• [Exercise tasks]:
• 1. In the Places of Welcome account, when is the Place of Welcome at St James' Church in Brownhills open?
• 2. Please copy part of the Places of Welcome account word for word: begin at the words "Next stop for" and stop after "live full lives.".
• 3. Write what comes next in the Places of Welcome account, starting after its final sentence.

• [Page text]:
- - - - - - -

It was with great excitement that I was able to invite along David Frost CBE, Deputy Lieutenant for the West Midlands Lieutenancy and Lead for Walsall to visit some of our Places of Welcome and to meet with other Coordinators so that he could witness first-hand the amazing community spirit that our Places of Welcome foster.

David started his mini-tour of Places of Welcome by visiting St James’ Church in Brownhills and was introduced to Joy and Dennis who run the Place of Welcome alongside Pauline. Also there to meet David, was Rev’d Gayle Greenway, minister of St James’ Church and Rev’d Adam Edwards Chief Officer of Transforming Communities Together (TCT). David chatted to everyone and spent a good deal of time chatting to members of the community while enjoying a cuppa. David chatted to Brenda who teaches people to knit and crochet at the Place of Welcome and she explained that she does this to bring people together, so that they can make friends. St James’ Church, Brownhills Place of Welcome is open every Tuesday between 10am and 12noon and on the last Tuesday of every month you can learn to knit and crochet too.

Next stop for David was a visit to St Matthew’s Church, Walsall for their Place of Welcome, where TCT provided sandwiches, but Sara Hartshorne and her team of fantastic volunteers served the usual tea, coffee and cakes that you would find at their Place of Welcome every Tuesday between 10am and 4pm. Here David introduced himself to the Rev’d Jim Trood, minister of St Matthew’s Church, existing community members, as well as invited coordinators from other Walsall Places of Welcome, a Places of Welcome Buddy, Members of TCT’s team and representatives from Walsall for All. Over lunch he chatted to everyone, discovering all the ways that Walsall communities are supported by Places of Welcome as well as the many activities and signposting opportunities that their communities can engage and participate in to live full lives.

- - - - - - -

• [Recorded data]:
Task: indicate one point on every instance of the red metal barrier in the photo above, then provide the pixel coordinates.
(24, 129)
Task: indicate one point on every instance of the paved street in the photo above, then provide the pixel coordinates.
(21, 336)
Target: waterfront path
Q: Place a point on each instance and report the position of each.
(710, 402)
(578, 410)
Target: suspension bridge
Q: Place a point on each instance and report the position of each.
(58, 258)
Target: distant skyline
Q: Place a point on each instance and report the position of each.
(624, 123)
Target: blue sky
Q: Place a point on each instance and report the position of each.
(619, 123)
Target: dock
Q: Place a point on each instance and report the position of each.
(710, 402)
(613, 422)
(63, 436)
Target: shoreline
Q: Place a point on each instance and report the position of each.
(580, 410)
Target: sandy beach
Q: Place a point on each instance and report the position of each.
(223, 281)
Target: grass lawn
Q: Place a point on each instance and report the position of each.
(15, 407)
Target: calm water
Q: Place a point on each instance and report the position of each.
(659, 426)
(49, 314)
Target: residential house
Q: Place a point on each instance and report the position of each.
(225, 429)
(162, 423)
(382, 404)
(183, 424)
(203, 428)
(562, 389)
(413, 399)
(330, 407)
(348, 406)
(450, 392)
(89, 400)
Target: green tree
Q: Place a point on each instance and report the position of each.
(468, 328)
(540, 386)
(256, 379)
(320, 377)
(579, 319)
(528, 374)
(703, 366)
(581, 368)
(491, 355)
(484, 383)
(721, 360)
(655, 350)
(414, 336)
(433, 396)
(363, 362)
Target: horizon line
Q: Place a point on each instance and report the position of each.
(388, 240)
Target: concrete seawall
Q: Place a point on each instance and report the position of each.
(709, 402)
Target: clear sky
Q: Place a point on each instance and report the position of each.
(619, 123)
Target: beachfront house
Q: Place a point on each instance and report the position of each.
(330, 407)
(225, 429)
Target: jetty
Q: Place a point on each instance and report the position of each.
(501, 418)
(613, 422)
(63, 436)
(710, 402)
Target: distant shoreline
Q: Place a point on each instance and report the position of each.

- - - - - - -

• [List of answers]:
• 1. Every Tuesday between 10am and 12noon.

• 2.
Next stop for David was a visit to St Matthew’s Church, Walsall for their Place of Welcome, where TCT provided sandwiches, but Sara Hartshorne and her team of fantastic volunteers served the usual tea, coffee and cakes that you would find at their Place of Welcome every Tuesday between 10am and 4pm. Here David introduced himself to the Rev’d Jim Trood, minister of St Matthew’s Church, existing community members, as well as invited coordinators from other Walsall Places of Welcome, a Places of Welcome Buddy, Members of TCT’s team and representatives from Walsall for All. Over lunch he chatted to everyone, discovering all the ways that Walsall communities are supported by Places of Welcome as well as the many activities and signposting opportunities that their communities can engage and participate in to live full lives.

• 3.
Our last stop on the Places of Welcome roadshow was one of our newest members of the Places of Welcome network, Bilal Academy, hosted by Maulana Ebrahim Esakjee who gave David a tour of the building, which has recently undergone refurbishment and explained why he joined the Places of Welcome network:

“I am happy to host a Place of Welcome after the difficult times we have had, to bring the community together and put a smile on people’s faces”.

David Frost said that spending the day with Transforming Communities Together, visiting the Places of Welcome and talking to their communities had helped him to understand the range and variety of grassroots organisations that were operating in Walsall. He also said that it was good that in Places of Welcome people could come and discuss local issues that were affecting them, and were places where people had a voice.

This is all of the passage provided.